▶ [Selected extract]:
====================

Most discussions about energy in the developing world quickly turn to the 1.3 billion people who don’t have access to electricity. Many initiatives are focused on serving these people, such as Kenya’s Last Mile Connectivity Project or the US’s ambitions of supporting 60 million new electricity connections through the Power Africa program.

I hear a lot less about the people who have an electricity connection but for whom reliability is bad. And, as anyone who has spent time in the developing world knows, poor reliability doesn’t just mean that the lights occasionally flicker. Whole neighborhoods can be left in darkness for hours and even days on end.

The importance of reliability – and not new connections – is particularly meaningful in cities, where nearly everyone has a connection, but reliability is poor. For example, the figure below, from a forthcoming working paper by my colleagues Ken Lee, Paul Gertler and Mushfiq Mobarak, summarizes data from 21 Sub-Saharan African cities. The share of city dwellers who have access is represented in the graph on the left – many are close to 100 percent, and almost all are above 75 percent (except the capital of Malawi). The graph on the right represents the share of those city dwellers who report that their electricity connections works “all the time” or “most of the time.” It’s less than 20 percent in Lagos, Nigeria, home to nearly 20 million people.

Source: Gertler, Lee and Mobarak (2017). Circle size proportional to city’s population density.

Cities are important because one of the starkest demographic trends in the developing world is urbanization. And, in my experience, a lot of rural families are tied to the urban economy – relying on remittances from the husband, older son, or uncle who has moved to the city.

The Reliability Measurement Gap

So, why is reliability the poor stepsister to energy connections? Why aren’t there more programs to promote reliability?

I believe a major reason is that reliability is really hard to measure. As my colleague Jay Taneja says in a recent working paper, “Before electricity reliability can be improved, it needs to be accurately measured.” You can’t fix what you can’t see.

Jay’s paper has some super interesting figures highlighting the difficulty measuring reliability in the developing world. For example, the graph below compares a common metric of outages (called SAIDI, for System Average Interruption Duration Index) measured two ways – as reported by utilities on the vertical axis and by their customers on the horizontal axis. Each point represents a country. If the utilities and their customers were reporting the same thing, the points would all lay on the dashed line. In fact, almost all of the points are below the line, indicating that the utilities are reporting one-seventh as many outages as their customers on average!

Source: Taneja (2017), Figure 1

Luckily, Jay and a team of engineers at Berkeley are working on some really innovative, inexpensive ways to measure reliability using smartphones and low-cost sensors.

The Cost of Poor Reliability

Why might reliability be a big issue?

For one, poor reliability doesn’t just impact households, but also hospitals, factories, telecom systems, government buildings, etc., all of which are important to economic development. Around the world, non-residential customers use well over 50 percent of electricity, and over 70 percent in some of the major developing countries, including India, China and Brazil.

====================

▶ [Extracted entries]:

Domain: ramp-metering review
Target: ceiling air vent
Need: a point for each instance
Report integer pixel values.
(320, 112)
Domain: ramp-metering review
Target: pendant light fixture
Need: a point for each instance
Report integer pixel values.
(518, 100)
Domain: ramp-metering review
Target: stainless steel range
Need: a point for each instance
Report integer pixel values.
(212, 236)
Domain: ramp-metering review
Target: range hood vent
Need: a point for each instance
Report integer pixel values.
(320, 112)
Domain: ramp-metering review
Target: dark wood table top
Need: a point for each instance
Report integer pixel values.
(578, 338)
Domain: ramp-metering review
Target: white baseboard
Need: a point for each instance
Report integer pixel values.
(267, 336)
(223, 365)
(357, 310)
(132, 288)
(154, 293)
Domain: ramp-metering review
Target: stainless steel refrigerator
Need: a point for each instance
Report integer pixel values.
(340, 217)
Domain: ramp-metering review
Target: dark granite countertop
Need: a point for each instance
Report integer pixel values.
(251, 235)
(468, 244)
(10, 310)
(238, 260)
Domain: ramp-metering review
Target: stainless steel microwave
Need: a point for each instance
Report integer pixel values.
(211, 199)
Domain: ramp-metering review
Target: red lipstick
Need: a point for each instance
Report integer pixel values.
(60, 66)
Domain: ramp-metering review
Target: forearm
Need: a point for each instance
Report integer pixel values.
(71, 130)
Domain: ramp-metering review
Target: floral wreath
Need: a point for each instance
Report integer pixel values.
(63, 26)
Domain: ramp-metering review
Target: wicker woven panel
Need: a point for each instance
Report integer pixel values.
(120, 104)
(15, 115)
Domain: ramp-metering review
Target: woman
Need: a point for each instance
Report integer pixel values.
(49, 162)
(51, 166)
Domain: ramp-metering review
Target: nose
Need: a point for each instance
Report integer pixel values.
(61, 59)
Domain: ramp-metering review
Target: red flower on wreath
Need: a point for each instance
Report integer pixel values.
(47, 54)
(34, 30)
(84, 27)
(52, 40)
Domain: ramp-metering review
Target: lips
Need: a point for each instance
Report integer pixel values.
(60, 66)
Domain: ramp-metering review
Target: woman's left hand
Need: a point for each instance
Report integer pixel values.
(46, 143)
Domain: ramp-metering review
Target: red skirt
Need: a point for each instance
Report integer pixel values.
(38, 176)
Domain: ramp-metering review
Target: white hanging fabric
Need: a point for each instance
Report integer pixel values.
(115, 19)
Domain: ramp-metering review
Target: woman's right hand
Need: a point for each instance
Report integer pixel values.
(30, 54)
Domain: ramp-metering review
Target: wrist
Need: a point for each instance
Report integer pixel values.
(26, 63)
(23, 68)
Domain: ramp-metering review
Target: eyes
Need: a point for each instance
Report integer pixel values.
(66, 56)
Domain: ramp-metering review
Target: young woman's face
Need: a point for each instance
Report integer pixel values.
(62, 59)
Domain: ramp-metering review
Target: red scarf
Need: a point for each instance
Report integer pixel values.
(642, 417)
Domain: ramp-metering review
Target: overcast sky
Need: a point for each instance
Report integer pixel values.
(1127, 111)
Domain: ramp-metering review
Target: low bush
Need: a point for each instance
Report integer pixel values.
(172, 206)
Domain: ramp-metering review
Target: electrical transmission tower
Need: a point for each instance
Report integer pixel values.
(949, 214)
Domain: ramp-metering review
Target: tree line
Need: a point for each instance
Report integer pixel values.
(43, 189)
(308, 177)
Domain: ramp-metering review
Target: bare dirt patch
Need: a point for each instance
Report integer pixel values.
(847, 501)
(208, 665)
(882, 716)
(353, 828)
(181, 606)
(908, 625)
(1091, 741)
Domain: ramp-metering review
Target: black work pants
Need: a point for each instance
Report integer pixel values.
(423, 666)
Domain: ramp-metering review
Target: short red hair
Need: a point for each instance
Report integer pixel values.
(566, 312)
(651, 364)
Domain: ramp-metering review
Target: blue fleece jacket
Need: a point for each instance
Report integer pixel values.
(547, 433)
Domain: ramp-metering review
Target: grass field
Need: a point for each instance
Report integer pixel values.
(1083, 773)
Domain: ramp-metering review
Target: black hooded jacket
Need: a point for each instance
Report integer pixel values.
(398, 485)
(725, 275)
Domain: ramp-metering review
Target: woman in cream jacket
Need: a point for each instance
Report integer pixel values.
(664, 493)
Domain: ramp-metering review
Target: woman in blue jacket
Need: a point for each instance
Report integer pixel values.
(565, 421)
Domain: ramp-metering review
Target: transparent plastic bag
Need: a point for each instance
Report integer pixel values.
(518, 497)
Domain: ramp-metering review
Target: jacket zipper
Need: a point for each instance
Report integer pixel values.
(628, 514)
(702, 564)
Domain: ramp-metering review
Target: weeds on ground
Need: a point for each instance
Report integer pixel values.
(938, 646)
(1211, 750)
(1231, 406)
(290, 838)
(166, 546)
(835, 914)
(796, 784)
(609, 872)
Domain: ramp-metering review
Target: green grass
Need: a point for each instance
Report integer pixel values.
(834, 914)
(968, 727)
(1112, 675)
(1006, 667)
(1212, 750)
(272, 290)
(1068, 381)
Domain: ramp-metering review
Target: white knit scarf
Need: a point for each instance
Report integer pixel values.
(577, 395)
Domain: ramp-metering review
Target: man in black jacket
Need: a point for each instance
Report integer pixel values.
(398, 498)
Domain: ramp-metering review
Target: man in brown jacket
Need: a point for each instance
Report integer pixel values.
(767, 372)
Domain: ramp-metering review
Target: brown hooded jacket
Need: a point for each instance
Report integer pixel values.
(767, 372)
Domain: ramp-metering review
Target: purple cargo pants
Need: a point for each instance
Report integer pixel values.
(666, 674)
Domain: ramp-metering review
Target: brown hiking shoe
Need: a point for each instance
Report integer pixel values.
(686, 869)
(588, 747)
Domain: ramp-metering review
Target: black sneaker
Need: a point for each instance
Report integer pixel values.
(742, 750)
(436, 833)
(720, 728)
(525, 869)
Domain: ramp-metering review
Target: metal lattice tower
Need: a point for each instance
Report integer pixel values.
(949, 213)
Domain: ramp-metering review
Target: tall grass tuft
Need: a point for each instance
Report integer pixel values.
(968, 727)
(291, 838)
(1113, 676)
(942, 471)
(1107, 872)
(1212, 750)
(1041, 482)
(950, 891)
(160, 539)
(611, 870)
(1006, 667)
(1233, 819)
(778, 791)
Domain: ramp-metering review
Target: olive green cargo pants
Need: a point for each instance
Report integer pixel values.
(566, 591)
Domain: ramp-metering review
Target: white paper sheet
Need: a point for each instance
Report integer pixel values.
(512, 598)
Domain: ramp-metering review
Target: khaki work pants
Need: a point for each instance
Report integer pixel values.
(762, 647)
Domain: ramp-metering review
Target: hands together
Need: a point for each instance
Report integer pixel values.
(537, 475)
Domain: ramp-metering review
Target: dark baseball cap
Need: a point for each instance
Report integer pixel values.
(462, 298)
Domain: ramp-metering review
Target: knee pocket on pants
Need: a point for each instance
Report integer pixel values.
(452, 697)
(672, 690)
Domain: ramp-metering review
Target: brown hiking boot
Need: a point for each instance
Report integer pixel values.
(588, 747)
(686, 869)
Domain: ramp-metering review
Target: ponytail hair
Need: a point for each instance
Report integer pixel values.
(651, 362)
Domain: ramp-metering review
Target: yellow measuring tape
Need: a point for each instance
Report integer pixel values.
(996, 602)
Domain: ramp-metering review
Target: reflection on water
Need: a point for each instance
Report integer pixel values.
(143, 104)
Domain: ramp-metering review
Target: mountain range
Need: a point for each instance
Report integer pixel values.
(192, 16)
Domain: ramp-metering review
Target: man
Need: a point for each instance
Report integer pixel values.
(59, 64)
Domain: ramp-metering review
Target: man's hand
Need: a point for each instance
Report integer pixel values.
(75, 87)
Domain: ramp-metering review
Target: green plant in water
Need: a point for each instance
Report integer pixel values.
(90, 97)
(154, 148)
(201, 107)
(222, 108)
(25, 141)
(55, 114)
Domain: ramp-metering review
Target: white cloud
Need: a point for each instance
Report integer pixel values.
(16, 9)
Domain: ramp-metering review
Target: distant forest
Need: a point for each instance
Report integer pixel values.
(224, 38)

====================

▶ [Activity]: From the piece on electricity reliability, list every country it names, in the order each first appears.

▶ [Answer section]: Kenya, the US, Malawi, Nigeria, India, China, Brazil